WHAT YOU NEED TO DO:
Could you switch each "locate" in the items below to "find" and leave everything else in every line as it is?

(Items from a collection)
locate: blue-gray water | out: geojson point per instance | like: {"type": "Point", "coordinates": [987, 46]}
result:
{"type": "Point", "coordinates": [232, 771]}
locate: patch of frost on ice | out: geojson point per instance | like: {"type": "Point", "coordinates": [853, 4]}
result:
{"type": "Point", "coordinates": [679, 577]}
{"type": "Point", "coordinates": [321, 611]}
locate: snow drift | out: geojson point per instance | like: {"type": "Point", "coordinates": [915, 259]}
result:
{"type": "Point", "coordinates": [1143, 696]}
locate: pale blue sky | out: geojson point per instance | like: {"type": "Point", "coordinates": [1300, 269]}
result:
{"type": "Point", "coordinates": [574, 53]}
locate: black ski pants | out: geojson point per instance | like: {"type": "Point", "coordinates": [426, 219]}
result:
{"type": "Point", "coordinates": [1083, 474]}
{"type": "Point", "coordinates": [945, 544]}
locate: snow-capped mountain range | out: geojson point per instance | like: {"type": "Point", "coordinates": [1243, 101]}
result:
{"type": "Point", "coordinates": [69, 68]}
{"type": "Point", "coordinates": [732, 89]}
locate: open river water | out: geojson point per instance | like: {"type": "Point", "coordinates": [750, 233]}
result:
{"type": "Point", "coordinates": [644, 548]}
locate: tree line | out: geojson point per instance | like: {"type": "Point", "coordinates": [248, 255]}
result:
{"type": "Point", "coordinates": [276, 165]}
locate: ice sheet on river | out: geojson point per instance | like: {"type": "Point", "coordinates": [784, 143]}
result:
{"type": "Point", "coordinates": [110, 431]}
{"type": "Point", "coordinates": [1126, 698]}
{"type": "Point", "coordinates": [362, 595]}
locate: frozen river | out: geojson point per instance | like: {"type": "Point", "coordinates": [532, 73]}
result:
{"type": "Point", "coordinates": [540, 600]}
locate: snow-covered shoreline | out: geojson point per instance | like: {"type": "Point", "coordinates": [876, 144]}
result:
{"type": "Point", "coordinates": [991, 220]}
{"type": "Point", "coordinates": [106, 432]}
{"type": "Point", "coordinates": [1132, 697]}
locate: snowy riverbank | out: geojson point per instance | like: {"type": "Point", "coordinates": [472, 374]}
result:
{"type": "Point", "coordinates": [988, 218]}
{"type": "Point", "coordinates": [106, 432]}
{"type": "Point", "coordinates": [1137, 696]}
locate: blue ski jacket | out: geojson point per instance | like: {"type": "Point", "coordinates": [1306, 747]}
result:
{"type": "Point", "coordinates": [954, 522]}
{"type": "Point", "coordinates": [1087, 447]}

EXERCISE ANSWER:
find: blue-gray water | out: geojson point per instance | like: {"type": "Point", "coordinates": [987, 46]}
result:
{"type": "Point", "coordinates": [232, 771]}
find: patch of frost on ice | out: geojson point per instance | like: {"type": "Point", "coordinates": [853, 4]}
result:
{"type": "Point", "coordinates": [679, 577]}
{"type": "Point", "coordinates": [321, 611]}
find: snow drift | out: geojson point per instance | like: {"type": "Point", "coordinates": [915, 259]}
result:
{"type": "Point", "coordinates": [1143, 696]}
find: pale blue sky | out: geojson point per instance | like: {"type": "Point", "coordinates": [1300, 269]}
result:
{"type": "Point", "coordinates": [574, 53]}
find: black ski pants | out: geojson point per instance | like: {"type": "Point", "coordinates": [426, 219]}
result:
{"type": "Point", "coordinates": [1083, 474]}
{"type": "Point", "coordinates": [945, 544]}
find: snow-capped mountain range | out: geojson point per instance | like: {"type": "Point", "coordinates": [1243, 101]}
result:
{"type": "Point", "coordinates": [69, 68]}
{"type": "Point", "coordinates": [732, 89]}
find: open river water | out: geojson point per instance | like: {"type": "Point", "coordinates": [750, 233]}
result:
{"type": "Point", "coordinates": [644, 548]}
find: tree line | out: geojson point per instance | like: {"type": "Point", "coordinates": [248, 255]}
result:
{"type": "Point", "coordinates": [276, 165]}
find: ice sheet on river | out: geojson point per instance | like: {"type": "Point", "coordinates": [784, 143]}
result:
{"type": "Point", "coordinates": [110, 431]}
{"type": "Point", "coordinates": [1126, 698]}
{"type": "Point", "coordinates": [362, 595]}
find: frozen river | out: geojson point per instance | like: {"type": "Point", "coordinates": [532, 73]}
result:
{"type": "Point", "coordinates": [540, 600]}
find: snow-covered shoreline | out: geojson point per instance | like: {"type": "Point", "coordinates": [876, 144]}
result:
{"type": "Point", "coordinates": [991, 220]}
{"type": "Point", "coordinates": [106, 432]}
{"type": "Point", "coordinates": [1132, 697]}
find: snowy riverbank | out: geojson point per instance | like: {"type": "Point", "coordinates": [472, 374]}
result:
{"type": "Point", "coordinates": [988, 218]}
{"type": "Point", "coordinates": [106, 432]}
{"type": "Point", "coordinates": [1137, 696]}
find: blue ski jacket | out: geojson point per instance | like: {"type": "Point", "coordinates": [1306, 747]}
result:
{"type": "Point", "coordinates": [954, 522]}
{"type": "Point", "coordinates": [1087, 447]}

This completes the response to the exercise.